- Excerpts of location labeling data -
────────────────────────────────────────

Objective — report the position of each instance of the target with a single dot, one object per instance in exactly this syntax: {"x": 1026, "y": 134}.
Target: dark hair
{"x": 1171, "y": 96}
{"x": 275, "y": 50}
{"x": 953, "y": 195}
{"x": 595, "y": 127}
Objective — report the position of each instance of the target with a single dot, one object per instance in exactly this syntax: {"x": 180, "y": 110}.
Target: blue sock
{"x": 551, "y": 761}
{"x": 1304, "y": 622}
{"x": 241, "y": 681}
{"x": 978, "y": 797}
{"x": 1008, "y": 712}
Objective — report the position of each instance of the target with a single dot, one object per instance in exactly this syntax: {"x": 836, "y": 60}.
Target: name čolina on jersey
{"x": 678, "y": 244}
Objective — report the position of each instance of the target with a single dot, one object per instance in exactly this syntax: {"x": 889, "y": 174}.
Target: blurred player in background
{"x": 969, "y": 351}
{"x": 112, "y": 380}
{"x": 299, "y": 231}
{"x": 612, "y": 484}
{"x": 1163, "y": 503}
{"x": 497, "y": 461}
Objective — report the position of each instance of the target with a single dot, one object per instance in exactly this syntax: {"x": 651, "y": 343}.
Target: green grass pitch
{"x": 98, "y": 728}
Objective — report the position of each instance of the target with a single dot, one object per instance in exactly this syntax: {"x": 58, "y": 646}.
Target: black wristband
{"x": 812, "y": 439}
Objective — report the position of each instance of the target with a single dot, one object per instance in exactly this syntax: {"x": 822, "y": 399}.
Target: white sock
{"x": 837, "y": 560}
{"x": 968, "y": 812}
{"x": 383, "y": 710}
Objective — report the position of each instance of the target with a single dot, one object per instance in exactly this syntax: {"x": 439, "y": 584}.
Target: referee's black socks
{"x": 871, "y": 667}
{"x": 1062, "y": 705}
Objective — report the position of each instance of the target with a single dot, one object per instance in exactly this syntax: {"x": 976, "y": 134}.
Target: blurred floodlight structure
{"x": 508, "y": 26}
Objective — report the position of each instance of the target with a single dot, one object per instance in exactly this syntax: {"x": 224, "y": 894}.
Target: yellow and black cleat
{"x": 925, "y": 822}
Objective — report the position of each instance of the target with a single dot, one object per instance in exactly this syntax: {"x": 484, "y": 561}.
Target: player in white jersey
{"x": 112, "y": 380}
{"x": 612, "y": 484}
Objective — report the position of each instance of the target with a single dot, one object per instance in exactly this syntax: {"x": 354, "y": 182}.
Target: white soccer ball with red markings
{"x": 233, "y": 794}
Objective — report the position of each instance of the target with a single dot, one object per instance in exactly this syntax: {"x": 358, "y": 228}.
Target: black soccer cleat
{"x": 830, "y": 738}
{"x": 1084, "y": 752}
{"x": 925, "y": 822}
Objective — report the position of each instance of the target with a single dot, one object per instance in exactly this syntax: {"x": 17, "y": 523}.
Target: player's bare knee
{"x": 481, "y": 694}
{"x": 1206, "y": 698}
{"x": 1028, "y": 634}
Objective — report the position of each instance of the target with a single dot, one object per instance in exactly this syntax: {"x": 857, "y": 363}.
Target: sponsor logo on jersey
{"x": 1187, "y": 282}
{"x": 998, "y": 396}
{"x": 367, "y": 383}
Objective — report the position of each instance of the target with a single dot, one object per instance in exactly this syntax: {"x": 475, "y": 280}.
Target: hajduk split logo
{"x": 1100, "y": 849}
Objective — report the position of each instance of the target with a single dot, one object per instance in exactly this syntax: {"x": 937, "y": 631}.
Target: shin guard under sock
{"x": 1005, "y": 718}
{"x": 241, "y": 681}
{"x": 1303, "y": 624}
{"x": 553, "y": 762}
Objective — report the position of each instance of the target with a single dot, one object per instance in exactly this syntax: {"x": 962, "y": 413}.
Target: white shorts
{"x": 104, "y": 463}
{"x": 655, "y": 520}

────────────────────────────────────────

- To be done -
Copy down the whole of the data above, matching it exactly.

- Final result -
Objective — report the position of each instance of the target with a single dot, one object per instance in exactly this syntax: {"x": 1026, "y": 134}.
Target: dark hair
{"x": 1171, "y": 96}
{"x": 275, "y": 50}
{"x": 953, "y": 195}
{"x": 595, "y": 127}
Objective — report the position of each instance of the target with a single dot, one object per instance in exactly this syntax: {"x": 180, "y": 110}.
Target: blue sock
{"x": 551, "y": 761}
{"x": 1304, "y": 622}
{"x": 241, "y": 681}
{"x": 978, "y": 797}
{"x": 1008, "y": 712}
Objective — report the position of each instance of the target with a single dot, one object per instance in exactly this syntax: {"x": 836, "y": 60}.
Target: name čolina on jersey
{"x": 678, "y": 244}
Objective — report the position of each instance of the target with a single dot, one object per instance in exactly this syntax: {"x": 889, "y": 174}.
Target: blurred player in background
{"x": 969, "y": 351}
{"x": 112, "y": 380}
{"x": 299, "y": 231}
{"x": 612, "y": 484}
{"x": 1163, "y": 503}
{"x": 497, "y": 461}
Objective — report the position of each instance of the target with a single dot, one object per instance in exactly this syntax: {"x": 651, "y": 343}.
Target: green grass pitch
{"x": 98, "y": 728}
Objective — report the position of each instance of the target with a single dot, one object per instance in exactly this syntax: {"x": 58, "y": 646}.
Target: black wristband
{"x": 812, "y": 439}
Objective — report the position of each instance of the target with a single dot, one object per instance in exactly this syntax: {"x": 822, "y": 399}.
Target: white sock
{"x": 837, "y": 560}
{"x": 968, "y": 812}
{"x": 383, "y": 710}
Objective — report the position of each instance of the target with a single dot, one object per instance in exactly this syntax: {"x": 439, "y": 584}.
Target: referee's black socks
{"x": 871, "y": 667}
{"x": 1062, "y": 705}
Objective — report the position of each instance of the target with a single dot, one object per instance in exactly this syntax: {"x": 976, "y": 134}.
Target: blurred floodlight structure
{"x": 508, "y": 26}
Objective — report the position of each instance of the target with a single dot, one object per instance in exactly this syntax: {"x": 224, "y": 894}.
Target: yellow and black cleat
{"x": 925, "y": 822}
Objective — report the position of each instance of the target with a single dot, one object per instance in exactly this syntax: {"x": 484, "y": 561}.
Target: player in white jersey
{"x": 112, "y": 380}
{"x": 612, "y": 484}
Objective — report the position of each instance of the target with a single dot, one object per instance in exactly this syntax: {"x": 354, "y": 182}.
Target: white soccer ball with red markings
{"x": 233, "y": 794}
Objective — report the position of each instance of the target with a single dot, one object per instance in exactly this syntax: {"x": 358, "y": 228}.
Target: black soccer cleat
{"x": 830, "y": 738}
{"x": 1084, "y": 752}
{"x": 925, "y": 822}
Objective — report the position of each instance of the target with a single dot, one object per instance in exactly this syntax: {"x": 17, "y": 523}.
Target: player's bare knee
{"x": 481, "y": 694}
{"x": 1206, "y": 698}
{"x": 1028, "y": 634}
Objective — report the position of each instance of the target with a single dot, one object per instance in exactly this syntax: {"x": 857, "y": 363}.
Target: sponsor logo on jersey
{"x": 1187, "y": 282}
{"x": 998, "y": 396}
{"x": 367, "y": 383}
Objective — report the position of each instance of the target with a single dot, one object per instance in exactly this syntax: {"x": 475, "y": 280}.
Target: hajduk split logo
{"x": 1100, "y": 849}
Objective — report the position of each instance of the target with a single dot, one object per instance in exactly this syntax: {"x": 937, "y": 631}.
Target: shin guard under sock
{"x": 1005, "y": 718}
{"x": 241, "y": 681}
{"x": 1303, "y": 624}
{"x": 553, "y": 762}
Objective — report the position of each instance of the target with a single dot, one object per instance in exactly this syntax: {"x": 962, "y": 413}.
Target: white shorts
{"x": 104, "y": 463}
{"x": 655, "y": 520}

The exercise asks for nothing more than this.